■ **Exercise passage**
····················
At MBC-11, Lapira first anchored Dateline News, then anchored The MBC Report from 1970 to 1972, co-hosting with Art Galindez and columnist Louie Beltran. He also hosted The Bong Lapira Show. He headed the integrated news division during this time. Then, during the martial law years in 1976, Lapira joined GMA-7, where he co-anchored News at Seven with Tina Monzon-Palma and weatherman Amado Pineda until in the late 70s. He was later replaced by Tony Zorrilla.

===EDSA Revolution, Post-EDSA era (1986-2003)===
During the 1986 People Power Revolution, Lapira was a chosen anchor for the New Channel 4 coverage on the final day, broadcasting the departure of President Ferdinand Marcos from Malacañang Palace. He shared anchoring duties with reporters Tina Monzon-Palma, Jose Mari Velez, June Keithley, Jaime Fabregas, Orly Mercado, and others, providing live updates on the peaceful transition to Corazon Aquino's presidency, including reports on Marcos's helicopter evacuation to Clark Air Base and calls for national unity.

By the late 80s, Lapira became the voiceover for commercials, mostly with PSAs such as Nestlé Philippines' Sa Mata ng Bata series starting from 1989, which contains 15-second public service advertisements cautioning adults that breaking the rules or any unacceptable behavior in the presence of children can be miscontrued as acceptable in the society, mostly if it can take place on public places. Several ads during Lapira's era include: Bawal Tumawid, which focuses on the jaywalking rule; Bus, which accompanies the sign "Give Way to the Elderly" on buses; No Parking, which focuses on illegal parking, Queue, which was about how people cut the queue line despite a signage that says "Pumila Lang Po" (Please fall in line); and Garbage, which focuses on littering as it accompanies the signage "BAWAL MAGTAPON NG BASURA DITO!" (Do Not Throw Garbage Here!). Lapira's only phrase in these commercials were either: "Sa mata ng isang bata, ang isang pagkakamali ay nagiging tama... kapag ito ay ginagawa ng mas matanda." (In the eyes of the children, a mistake becomes right... when it is done by an older person.) or "Kung ano ang ginagawa ng mas matanda, ito ang gagayahin ng mga bata." (What the adults do, the younger ones will imitate.)
····················
■ **Data items**
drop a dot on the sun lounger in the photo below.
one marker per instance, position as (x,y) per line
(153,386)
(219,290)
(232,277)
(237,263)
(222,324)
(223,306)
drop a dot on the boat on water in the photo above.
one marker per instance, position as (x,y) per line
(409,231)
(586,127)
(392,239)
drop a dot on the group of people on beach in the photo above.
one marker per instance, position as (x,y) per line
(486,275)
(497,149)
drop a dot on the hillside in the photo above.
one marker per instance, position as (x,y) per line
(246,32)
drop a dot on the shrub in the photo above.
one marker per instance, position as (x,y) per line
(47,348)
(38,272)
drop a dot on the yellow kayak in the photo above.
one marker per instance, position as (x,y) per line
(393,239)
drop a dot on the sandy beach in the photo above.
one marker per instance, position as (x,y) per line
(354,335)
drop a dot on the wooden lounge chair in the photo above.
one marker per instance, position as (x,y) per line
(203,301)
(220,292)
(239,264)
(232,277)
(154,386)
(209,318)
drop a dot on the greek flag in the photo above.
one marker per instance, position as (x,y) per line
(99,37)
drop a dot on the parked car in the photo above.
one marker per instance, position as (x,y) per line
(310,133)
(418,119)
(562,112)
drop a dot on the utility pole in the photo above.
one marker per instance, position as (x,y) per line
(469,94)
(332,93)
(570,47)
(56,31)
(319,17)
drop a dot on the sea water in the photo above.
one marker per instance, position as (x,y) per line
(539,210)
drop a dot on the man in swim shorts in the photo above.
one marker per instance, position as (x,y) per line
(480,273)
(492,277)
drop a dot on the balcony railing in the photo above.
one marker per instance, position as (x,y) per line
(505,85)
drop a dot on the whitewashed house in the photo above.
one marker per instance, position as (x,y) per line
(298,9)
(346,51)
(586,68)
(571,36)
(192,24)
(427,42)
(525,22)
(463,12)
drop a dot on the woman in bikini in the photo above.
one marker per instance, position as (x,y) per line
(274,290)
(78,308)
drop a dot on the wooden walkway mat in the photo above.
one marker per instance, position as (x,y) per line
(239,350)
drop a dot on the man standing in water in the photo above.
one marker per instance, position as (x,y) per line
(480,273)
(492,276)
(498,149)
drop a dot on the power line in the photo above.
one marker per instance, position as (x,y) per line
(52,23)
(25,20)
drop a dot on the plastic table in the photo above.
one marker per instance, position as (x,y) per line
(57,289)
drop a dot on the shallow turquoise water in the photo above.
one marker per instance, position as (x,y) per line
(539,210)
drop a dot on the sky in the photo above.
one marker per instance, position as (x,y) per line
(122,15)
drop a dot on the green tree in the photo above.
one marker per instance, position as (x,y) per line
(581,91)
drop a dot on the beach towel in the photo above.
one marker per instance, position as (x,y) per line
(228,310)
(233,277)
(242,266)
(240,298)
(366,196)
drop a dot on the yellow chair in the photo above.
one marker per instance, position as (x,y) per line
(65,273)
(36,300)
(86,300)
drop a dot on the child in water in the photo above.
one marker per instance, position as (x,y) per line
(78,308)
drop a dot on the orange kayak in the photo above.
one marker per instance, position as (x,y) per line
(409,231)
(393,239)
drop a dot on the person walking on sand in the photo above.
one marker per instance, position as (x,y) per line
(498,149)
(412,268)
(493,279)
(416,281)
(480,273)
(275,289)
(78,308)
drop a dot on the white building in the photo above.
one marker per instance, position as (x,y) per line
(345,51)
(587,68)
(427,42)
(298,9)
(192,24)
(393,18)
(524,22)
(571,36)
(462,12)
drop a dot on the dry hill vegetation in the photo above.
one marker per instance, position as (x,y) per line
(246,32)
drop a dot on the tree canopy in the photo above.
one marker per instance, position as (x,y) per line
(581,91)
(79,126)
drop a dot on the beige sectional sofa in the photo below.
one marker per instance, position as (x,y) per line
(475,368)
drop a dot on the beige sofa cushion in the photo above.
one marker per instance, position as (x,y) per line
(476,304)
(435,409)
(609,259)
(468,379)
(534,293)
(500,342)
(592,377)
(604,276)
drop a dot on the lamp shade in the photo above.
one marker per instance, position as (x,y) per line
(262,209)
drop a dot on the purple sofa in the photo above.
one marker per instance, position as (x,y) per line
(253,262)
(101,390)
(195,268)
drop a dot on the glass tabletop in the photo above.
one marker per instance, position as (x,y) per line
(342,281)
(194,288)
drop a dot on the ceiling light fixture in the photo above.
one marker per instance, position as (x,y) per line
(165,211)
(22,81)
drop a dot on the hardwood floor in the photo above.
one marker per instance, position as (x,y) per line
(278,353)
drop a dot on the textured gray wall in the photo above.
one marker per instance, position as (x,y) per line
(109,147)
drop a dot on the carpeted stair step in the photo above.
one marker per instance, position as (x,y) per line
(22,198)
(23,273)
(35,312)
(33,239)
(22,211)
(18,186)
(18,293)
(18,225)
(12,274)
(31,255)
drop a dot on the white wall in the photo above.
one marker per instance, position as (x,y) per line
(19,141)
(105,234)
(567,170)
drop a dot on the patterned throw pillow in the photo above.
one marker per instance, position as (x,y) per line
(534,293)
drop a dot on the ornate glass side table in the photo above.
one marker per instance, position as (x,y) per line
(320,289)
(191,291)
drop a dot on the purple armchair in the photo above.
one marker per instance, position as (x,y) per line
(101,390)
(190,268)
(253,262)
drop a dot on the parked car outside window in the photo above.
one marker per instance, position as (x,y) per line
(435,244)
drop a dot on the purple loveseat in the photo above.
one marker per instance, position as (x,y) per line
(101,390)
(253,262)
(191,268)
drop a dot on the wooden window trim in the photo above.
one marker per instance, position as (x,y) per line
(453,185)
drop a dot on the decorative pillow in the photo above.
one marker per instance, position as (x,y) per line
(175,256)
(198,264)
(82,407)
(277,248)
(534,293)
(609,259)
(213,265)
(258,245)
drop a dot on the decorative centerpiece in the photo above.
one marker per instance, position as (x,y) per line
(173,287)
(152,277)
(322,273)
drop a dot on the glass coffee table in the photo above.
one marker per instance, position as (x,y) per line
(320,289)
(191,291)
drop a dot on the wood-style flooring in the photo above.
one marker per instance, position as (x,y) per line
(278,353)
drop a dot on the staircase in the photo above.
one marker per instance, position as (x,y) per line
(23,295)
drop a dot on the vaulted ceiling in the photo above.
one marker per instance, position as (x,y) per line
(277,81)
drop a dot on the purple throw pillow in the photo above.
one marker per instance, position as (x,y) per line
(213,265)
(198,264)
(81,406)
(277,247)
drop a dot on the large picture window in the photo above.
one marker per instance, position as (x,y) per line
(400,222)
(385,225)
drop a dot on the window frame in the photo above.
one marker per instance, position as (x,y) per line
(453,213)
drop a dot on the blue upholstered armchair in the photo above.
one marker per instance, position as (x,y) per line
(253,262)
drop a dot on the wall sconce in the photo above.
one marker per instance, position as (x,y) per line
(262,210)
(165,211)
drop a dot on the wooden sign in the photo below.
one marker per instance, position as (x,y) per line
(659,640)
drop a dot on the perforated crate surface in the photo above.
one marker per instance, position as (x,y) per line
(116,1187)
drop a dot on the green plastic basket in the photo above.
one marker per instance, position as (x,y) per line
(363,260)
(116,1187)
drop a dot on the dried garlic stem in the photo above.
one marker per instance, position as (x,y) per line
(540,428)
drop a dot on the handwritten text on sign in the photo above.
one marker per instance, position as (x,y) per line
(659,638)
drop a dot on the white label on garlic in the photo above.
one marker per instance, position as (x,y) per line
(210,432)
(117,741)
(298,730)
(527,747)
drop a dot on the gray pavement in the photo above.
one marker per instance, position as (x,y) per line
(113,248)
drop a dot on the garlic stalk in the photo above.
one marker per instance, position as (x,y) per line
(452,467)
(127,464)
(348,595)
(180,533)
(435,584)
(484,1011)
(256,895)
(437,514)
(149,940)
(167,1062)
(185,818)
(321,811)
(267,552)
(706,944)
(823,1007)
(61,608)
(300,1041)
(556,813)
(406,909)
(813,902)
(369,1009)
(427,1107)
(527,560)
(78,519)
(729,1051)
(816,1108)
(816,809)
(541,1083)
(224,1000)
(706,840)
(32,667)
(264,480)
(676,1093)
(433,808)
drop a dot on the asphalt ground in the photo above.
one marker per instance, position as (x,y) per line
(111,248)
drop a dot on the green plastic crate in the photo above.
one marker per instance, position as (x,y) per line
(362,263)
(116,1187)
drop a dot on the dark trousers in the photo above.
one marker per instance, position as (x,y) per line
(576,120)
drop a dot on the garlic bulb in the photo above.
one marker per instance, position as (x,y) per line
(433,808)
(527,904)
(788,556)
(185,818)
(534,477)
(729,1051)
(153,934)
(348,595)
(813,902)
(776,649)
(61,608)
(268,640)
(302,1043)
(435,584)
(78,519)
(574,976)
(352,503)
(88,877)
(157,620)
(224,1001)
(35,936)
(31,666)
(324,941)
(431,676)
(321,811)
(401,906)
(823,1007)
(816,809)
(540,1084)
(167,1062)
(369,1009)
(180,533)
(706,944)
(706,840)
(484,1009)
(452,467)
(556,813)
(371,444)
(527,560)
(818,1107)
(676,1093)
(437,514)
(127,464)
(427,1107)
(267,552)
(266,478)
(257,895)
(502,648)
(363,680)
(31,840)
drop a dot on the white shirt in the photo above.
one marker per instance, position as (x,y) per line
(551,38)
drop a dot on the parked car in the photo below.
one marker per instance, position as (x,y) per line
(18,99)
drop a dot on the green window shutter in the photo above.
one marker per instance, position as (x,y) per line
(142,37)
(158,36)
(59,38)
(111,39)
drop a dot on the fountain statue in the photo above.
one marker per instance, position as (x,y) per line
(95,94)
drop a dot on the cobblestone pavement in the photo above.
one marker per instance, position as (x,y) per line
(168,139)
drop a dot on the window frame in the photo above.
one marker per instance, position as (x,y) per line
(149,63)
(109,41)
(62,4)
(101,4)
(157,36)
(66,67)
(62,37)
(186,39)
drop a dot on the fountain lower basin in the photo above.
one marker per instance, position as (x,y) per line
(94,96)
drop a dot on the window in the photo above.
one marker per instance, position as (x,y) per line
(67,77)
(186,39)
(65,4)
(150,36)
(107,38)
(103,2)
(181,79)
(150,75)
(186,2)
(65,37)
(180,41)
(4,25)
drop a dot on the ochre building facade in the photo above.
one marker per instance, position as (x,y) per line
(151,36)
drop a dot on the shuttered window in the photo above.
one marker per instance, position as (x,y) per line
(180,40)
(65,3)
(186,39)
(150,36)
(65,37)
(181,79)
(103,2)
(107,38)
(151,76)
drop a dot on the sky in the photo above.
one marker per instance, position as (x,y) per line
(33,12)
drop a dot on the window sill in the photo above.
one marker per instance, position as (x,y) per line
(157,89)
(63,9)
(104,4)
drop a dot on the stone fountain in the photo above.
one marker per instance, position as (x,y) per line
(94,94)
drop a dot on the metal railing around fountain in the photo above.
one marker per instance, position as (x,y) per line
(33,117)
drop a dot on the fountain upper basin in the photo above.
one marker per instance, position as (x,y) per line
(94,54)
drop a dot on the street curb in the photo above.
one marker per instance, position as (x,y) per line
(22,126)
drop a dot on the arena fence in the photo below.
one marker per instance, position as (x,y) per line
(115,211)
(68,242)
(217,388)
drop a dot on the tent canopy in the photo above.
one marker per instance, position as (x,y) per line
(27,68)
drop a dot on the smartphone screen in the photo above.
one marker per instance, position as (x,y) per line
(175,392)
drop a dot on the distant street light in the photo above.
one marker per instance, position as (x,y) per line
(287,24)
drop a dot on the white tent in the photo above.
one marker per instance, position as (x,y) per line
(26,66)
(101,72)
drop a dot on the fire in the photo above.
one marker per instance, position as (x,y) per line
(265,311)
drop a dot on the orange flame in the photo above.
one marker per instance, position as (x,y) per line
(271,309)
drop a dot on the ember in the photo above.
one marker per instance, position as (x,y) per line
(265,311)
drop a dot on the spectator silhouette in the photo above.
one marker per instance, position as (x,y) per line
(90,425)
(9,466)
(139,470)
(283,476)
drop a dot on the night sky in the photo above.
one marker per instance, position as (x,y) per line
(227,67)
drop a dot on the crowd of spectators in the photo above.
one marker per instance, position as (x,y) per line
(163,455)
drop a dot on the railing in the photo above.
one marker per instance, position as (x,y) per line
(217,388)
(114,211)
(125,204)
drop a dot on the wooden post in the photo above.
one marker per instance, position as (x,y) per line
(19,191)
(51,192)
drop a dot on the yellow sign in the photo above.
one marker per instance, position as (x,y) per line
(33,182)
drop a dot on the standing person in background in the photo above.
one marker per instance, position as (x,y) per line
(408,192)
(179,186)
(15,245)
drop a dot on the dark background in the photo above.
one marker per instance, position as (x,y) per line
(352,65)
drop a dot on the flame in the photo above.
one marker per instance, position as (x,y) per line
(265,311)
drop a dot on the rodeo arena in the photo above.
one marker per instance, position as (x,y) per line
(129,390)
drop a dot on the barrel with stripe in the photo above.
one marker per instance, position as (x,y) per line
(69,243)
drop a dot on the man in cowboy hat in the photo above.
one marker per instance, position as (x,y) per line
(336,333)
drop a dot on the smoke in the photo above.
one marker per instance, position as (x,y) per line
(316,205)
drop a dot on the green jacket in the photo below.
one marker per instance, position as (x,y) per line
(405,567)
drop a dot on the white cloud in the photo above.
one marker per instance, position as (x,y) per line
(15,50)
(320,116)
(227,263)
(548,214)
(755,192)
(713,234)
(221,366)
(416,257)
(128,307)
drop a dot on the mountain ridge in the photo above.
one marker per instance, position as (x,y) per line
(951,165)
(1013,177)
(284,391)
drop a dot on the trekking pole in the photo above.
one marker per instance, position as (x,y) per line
····················
■ **Problem to work on**
Reproduce word for word the part of the Lapira passage between "At MBC-11, Lapira" and "by Tony Zorrilla.", inclusive. The data items have no connection to the passage about Lapira's broadcasting career.

■ **Result of this task**
At MBC-11, Lapira first anchored Dateline News, then anchored The MBC Report from 1970 to 1972, co-hosting with Art Galindez and columnist Louie Beltran. He also hosted The Bong Lapira Show. He headed the integrated news division during this time. Then, during the martial law years in 1976, Lapira joined GMA-7, where he co-anchored News at Seven with Tina Monzon-Palma and weatherman Amado Pineda until in the late 70s. He was later replaced by Tony Zorrilla.